Überführen Sie alle folgenden Einträge Zeile für Zeile in eine nummerierte Liste und lassen Sie Leerzeilen weg.

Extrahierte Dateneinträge

···

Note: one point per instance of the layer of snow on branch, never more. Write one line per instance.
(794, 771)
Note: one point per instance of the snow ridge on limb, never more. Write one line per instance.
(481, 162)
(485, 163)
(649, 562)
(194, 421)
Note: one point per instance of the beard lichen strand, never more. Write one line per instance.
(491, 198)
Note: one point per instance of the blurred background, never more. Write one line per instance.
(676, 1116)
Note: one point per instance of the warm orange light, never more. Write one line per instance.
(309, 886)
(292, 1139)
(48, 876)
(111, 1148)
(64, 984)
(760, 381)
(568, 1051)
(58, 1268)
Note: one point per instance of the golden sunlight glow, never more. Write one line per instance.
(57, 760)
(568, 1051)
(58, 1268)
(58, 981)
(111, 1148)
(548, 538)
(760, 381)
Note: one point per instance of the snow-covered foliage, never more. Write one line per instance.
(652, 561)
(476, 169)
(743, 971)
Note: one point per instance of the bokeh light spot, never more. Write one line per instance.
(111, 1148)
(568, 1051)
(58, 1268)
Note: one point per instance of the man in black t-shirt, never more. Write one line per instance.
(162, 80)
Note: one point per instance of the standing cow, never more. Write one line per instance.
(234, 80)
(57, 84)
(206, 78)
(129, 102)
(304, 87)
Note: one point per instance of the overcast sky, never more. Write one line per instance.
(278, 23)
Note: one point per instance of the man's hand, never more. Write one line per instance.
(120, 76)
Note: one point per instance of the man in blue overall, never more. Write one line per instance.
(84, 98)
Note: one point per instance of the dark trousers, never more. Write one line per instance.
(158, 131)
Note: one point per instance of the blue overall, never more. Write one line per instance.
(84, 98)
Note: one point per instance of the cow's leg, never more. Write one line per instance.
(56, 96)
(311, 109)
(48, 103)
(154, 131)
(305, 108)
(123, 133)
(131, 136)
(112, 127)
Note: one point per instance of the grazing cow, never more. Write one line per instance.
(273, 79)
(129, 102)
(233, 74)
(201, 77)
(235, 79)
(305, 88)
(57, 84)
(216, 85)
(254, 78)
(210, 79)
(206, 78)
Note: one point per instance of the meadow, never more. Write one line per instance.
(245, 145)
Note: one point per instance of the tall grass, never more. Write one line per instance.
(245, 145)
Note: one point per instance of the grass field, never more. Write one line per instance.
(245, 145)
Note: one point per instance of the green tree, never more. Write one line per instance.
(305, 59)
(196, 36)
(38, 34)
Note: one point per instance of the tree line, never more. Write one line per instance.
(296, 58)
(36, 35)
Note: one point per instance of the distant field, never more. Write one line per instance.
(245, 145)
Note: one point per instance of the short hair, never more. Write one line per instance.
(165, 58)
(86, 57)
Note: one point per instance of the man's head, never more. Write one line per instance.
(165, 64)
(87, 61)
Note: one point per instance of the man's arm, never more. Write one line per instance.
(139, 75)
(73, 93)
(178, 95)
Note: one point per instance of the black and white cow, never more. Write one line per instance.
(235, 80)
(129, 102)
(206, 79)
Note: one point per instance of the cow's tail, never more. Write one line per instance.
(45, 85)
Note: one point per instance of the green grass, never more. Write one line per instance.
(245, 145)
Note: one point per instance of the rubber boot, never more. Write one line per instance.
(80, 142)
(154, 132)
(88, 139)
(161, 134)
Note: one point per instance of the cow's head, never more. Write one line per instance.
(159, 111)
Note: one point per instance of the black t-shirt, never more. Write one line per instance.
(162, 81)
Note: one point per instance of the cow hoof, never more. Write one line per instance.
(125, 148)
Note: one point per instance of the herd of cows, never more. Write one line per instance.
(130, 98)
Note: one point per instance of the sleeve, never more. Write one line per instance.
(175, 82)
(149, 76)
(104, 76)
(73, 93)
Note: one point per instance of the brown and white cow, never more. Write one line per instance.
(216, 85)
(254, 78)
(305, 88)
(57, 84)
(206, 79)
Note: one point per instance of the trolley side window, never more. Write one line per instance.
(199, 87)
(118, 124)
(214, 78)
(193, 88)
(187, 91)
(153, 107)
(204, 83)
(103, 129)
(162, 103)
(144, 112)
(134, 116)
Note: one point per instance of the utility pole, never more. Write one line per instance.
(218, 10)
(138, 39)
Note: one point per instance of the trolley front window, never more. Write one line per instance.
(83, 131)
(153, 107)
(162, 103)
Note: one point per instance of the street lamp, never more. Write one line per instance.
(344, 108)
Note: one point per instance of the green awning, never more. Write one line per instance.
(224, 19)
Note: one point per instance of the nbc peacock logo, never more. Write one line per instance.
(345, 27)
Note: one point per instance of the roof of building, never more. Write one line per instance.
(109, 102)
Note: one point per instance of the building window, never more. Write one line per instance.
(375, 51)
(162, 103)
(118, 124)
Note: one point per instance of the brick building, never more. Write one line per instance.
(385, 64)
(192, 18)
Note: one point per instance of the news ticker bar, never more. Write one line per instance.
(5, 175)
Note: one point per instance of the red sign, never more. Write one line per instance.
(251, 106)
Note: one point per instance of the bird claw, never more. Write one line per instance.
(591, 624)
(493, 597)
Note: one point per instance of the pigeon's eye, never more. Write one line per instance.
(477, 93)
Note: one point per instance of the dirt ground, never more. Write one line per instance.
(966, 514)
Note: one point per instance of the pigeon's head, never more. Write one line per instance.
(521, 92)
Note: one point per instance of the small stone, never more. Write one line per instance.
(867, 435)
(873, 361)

···

> [Schriftliche Antwort]:
1. Note: one point per instance of the layer of snow on branch, never more. Write one line per instance.
2. (794, 771)
3. Note: one point per instance of the snow ridge on limb, never more. Write one line per instance.
4. (481, 162)
5. (485, 163)
6. (649, 562)
7. (194, 421)
8. Note: one point per instance of the beard lichen strand, never more. Write one line per instance.
9. (491, 198)
10. Note: one point per instance of the blurred background, never more. Write one line per instance.
11. (676, 1116)
12. Note: one point per instance of the warm orange light, never more. Write one line per instance.
13. (309, 886)
14. (292, 1139)
15. (48, 876)
16. (111, 1148)
17. (64, 984)
18. (760, 381)
19. (568, 1051)
20. (58, 1268)
21. Note: one point per instance of the golden sunlight glow, never more. Write one line per instance.
22. (57, 760)
23. (568, 1051)
24. (58, 1268)
25. (58, 981)
26. (111, 1148)
27. (548, 538)
28. (760, 381)
29. Note: one point per instance of the snow-covered foliage, never more. Write one line per instance.
30. (652, 561)
31. (476, 169)
32. (743, 971)
33. Note: one point per instance of the bokeh light spot, never more. Write one line per instance.
34. (111, 1148)
35. (568, 1051)
36. (58, 1268)
37. Note: one point per instance of the man in black t-shirt, never more. Write one line per instance.
38. (162, 80)
39. Note: one point per instance of the standing cow, never more. Write one line per instance.
40. (234, 80)
41. (57, 84)
42. (206, 78)
43. (129, 102)
44. (304, 87)
45. Note: one point per instance of the overcast sky, never more. Write one line per instance.
46. (278, 23)
47. Note: one point per instance of the man's hand, never more. Write one line per instance.
48. (120, 76)
49. Note: one point per instance of the man in blue overall, never more. Write one line per instance.
50. (84, 98)
51. Note: one point per instance of the dark trousers, never more. Write one line per instance.
52. (158, 131)
53. Note: one point per instance of the blue overall, never more. Write one line per instance.
54. (84, 98)
55. Note: one point per instance of the cow's leg, never more. Write one line per instance.
56. (56, 96)
57. (311, 109)
58. (48, 103)
59. (154, 131)
60. (305, 108)
61. (123, 133)
62. (131, 136)
63. (112, 127)
64. Note: one point per instance of the grazing cow, never more. Write one line per instance.
65. (273, 79)
66. (129, 102)
67. (233, 74)
68. (201, 77)
69. (235, 79)
70. (305, 88)
71. (57, 84)
72. (216, 85)
73. (254, 78)
74. (210, 79)
75. (206, 78)
76. Note: one point per instance of the meadow, never more. Write one line per instance.
77. (245, 145)
78. Note: one point per instance of the tall grass, never more. Write one line per instance.
79. (245, 145)
80. Note: one point per instance of the grass field, never more. Write one line per instance.
81. (245, 145)
82. Note: one point per instance of the green tree, never more. Write one line per instance.
83. (305, 59)
84. (196, 36)
85. (38, 34)
86. Note: one point per instance of the tree line, never more. Write one line per instance.
87. (296, 58)
88. (36, 35)
89. Note: one point per instance of the distant field, never more. Write one line per instance.
90. (245, 145)
91. Note: one point per instance of the short hair, never more. Write one line per instance.
92. (165, 58)
93. (86, 57)
94. Note: one point per instance of the man's head, never more. Write one line per instance.
95. (165, 64)
96. (87, 61)
97. Note: one point per instance of the man's arm, never more. Write one line per instance.
98. (139, 75)
99. (73, 93)
100. (178, 95)
101. Note: one point per instance of the black and white cow, never more. Write one line per instance.
102. (235, 80)
103. (129, 102)
104. (206, 79)
105. Note: one point per instance of the cow's tail, never more. Write one line per instance.
106. (45, 85)
107. Note: one point per instance of the green grass, never more. Write one line per instance.
108. (245, 145)
109. Note: one point per instance of the rubber boot, never more. Write one line per instance.
110. (80, 142)
111. (154, 132)
112. (88, 139)
113. (161, 134)
114. Note: one point per instance of the cow's head, never more. Write one line per instance.
115. (159, 111)
116. Note: one point per instance of the black t-shirt, never more. Write one line per instance.
117. (162, 81)
118. Note: one point per instance of the cow hoof, never more. Write one line per instance.
119. (125, 148)
120. Note: one point per instance of the herd of cows, never more. Write one line per instance.
121. (130, 98)
122. Note: one point per instance of the sleeve, never more. Write one line per instance.
123. (175, 82)
124. (149, 76)
125. (104, 76)
126. (73, 93)
127. Note: one point per instance of the brown and white cow, never more. Write one line per instance.
128. (216, 85)
129. (254, 78)
130. (305, 88)
131. (57, 84)
132. (206, 79)
133. Note: one point per instance of the trolley side window, never more. Write one line per instance.
134. (199, 87)
135. (118, 124)
136. (214, 78)
137. (193, 88)
138. (187, 91)
139. (153, 107)
140. (204, 83)
141. (103, 129)
142. (162, 103)
143. (144, 112)
144. (134, 116)
145. Note: one point per instance of the utility pole, never more. Write one line per instance.
146. (218, 10)
147. (138, 39)
148. Note: one point per instance of the trolley front window, never more. Write one line per instance.
149. (83, 131)
150. (153, 107)
151. (162, 103)
152. Note: one point per instance of the street lamp, never more. Write one line per instance.
153. (344, 108)
154. Note: one point per instance of the green awning, never more. Write one line per instance.
155. (224, 19)
156. Note: one point per instance of the nbc peacock logo, never more. Write one line per instance.
157. (345, 27)
158. Note: one point per instance of the roof of building, never more. Write one line per instance.
159. (109, 102)
160. Note: one point per instance of the building window, never more. Write one line per instance.
161. (375, 51)
162. (162, 103)
163. (118, 124)
164. Note: one point per instance of the brick building, never more. Write one line per instance.
165. (385, 64)
166. (192, 18)
167. Note: one point per instance of the news ticker bar, never more. Write one line per instance.
168. (5, 175)
169. Note: one point per instance of the red sign, never more. Write one line per instance.
170. (251, 106)
171. Note: one point per instance of the bird claw, never more. Write one line per instance.
172. (591, 624)
173. (493, 597)
174. Note: one point per instance of the pigeon's eye, never more. Write one line per instance.
175. (477, 93)
176. Note: one point per instance of the dirt ground, never more. Write one line per instance.
177. (966, 514)
178. Note: one point per instance of the pigeon's head, never more. Write one line per instance.
179. (521, 92)
180. Note: one point per instance of the small stone, never more. Write one line per instance.
181. (867, 435)
182. (873, 361)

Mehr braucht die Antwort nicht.